*** Block opens ***

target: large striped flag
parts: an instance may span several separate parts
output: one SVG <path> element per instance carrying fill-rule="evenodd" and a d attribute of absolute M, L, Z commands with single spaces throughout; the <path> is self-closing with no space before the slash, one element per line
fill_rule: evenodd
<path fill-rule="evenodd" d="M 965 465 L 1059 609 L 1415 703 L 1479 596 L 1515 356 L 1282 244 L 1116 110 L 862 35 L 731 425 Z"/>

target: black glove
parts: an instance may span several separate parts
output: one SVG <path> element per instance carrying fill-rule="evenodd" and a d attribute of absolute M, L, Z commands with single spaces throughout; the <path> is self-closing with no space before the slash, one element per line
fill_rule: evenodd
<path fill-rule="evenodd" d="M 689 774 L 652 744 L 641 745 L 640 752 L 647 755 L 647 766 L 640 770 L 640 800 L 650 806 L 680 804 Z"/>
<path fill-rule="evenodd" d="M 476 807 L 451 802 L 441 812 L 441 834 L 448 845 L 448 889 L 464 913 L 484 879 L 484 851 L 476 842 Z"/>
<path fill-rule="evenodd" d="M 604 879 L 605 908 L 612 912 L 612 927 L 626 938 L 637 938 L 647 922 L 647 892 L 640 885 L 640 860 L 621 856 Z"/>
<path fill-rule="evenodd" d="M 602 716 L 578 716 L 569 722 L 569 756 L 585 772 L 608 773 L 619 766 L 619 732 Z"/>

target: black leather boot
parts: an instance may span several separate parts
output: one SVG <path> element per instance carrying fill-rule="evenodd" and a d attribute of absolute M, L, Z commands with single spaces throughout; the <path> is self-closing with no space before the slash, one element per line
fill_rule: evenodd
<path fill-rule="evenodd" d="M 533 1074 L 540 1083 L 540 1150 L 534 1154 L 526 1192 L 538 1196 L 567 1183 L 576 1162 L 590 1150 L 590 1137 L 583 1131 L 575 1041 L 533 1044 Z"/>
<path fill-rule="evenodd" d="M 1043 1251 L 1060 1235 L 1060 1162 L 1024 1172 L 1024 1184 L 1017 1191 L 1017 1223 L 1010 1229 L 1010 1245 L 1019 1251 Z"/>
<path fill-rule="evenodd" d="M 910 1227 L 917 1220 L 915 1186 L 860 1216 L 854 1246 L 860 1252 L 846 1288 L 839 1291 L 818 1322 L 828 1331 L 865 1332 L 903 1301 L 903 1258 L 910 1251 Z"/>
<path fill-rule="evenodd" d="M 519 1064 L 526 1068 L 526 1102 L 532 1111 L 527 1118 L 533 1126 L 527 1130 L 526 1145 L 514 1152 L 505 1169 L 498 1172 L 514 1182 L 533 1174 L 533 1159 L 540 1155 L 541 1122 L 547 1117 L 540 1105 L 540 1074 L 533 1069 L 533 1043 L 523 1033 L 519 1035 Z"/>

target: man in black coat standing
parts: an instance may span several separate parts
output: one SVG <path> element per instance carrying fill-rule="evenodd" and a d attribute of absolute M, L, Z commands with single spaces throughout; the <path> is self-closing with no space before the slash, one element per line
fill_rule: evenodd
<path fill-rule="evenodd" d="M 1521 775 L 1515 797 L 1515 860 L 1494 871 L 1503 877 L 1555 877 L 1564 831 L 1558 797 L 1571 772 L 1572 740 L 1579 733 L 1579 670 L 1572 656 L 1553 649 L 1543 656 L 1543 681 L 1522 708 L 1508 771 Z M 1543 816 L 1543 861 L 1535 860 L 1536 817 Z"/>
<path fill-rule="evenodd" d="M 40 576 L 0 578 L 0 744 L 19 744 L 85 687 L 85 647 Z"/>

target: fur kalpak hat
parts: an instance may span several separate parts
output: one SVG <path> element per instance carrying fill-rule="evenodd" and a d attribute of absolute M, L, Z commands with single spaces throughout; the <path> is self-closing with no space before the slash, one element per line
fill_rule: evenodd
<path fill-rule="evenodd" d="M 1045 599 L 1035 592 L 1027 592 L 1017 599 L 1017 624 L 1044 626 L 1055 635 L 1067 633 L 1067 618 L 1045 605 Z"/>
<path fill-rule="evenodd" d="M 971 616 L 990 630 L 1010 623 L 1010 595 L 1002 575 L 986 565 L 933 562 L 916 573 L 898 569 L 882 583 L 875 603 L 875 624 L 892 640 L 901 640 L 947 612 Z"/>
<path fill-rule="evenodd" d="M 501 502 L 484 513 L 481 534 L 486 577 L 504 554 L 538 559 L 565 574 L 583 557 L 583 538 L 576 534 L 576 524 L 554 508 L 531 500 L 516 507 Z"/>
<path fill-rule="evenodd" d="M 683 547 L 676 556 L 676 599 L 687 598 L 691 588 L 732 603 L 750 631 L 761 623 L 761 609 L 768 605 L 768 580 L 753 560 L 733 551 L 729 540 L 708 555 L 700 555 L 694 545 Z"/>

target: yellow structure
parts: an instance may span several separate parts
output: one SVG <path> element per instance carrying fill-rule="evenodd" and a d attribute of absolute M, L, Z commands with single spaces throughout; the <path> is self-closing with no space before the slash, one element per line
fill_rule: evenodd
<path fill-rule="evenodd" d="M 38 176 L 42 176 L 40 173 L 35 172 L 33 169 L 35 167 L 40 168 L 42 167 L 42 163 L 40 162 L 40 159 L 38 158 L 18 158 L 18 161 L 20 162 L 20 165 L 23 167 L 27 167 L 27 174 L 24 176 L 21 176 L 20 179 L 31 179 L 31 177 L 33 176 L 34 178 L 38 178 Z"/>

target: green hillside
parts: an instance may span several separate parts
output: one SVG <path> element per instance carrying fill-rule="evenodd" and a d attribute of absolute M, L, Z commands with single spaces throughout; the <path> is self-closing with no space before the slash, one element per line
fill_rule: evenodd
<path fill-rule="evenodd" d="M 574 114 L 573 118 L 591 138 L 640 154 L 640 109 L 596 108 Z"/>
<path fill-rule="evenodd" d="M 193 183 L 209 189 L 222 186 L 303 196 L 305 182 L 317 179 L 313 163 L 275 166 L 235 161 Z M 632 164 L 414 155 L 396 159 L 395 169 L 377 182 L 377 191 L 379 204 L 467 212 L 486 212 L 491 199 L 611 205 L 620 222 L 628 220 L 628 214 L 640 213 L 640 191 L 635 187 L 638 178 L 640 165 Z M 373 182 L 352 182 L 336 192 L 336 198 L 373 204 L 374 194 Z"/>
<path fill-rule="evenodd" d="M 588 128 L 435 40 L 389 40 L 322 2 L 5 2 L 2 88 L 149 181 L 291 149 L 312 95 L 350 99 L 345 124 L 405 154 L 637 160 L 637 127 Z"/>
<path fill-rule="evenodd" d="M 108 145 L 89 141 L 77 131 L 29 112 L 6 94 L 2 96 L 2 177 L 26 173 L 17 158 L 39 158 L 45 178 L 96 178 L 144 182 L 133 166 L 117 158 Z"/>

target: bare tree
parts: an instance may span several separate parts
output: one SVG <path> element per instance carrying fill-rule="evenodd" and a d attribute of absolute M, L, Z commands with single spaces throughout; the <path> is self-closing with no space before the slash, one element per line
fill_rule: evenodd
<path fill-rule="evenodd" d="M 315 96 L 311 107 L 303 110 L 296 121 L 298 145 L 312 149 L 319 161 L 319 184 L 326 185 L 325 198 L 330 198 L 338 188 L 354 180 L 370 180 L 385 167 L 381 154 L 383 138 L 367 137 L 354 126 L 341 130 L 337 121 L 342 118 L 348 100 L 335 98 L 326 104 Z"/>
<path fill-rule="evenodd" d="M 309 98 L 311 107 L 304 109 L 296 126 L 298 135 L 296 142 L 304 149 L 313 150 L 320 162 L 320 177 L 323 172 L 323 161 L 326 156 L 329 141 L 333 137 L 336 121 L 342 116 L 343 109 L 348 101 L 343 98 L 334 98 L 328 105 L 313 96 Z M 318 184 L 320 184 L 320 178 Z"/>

*** Block closes ***

What you should do:
Nothing but a number should be given: the count of lines above that include the string "black".

Result of this exercise:
3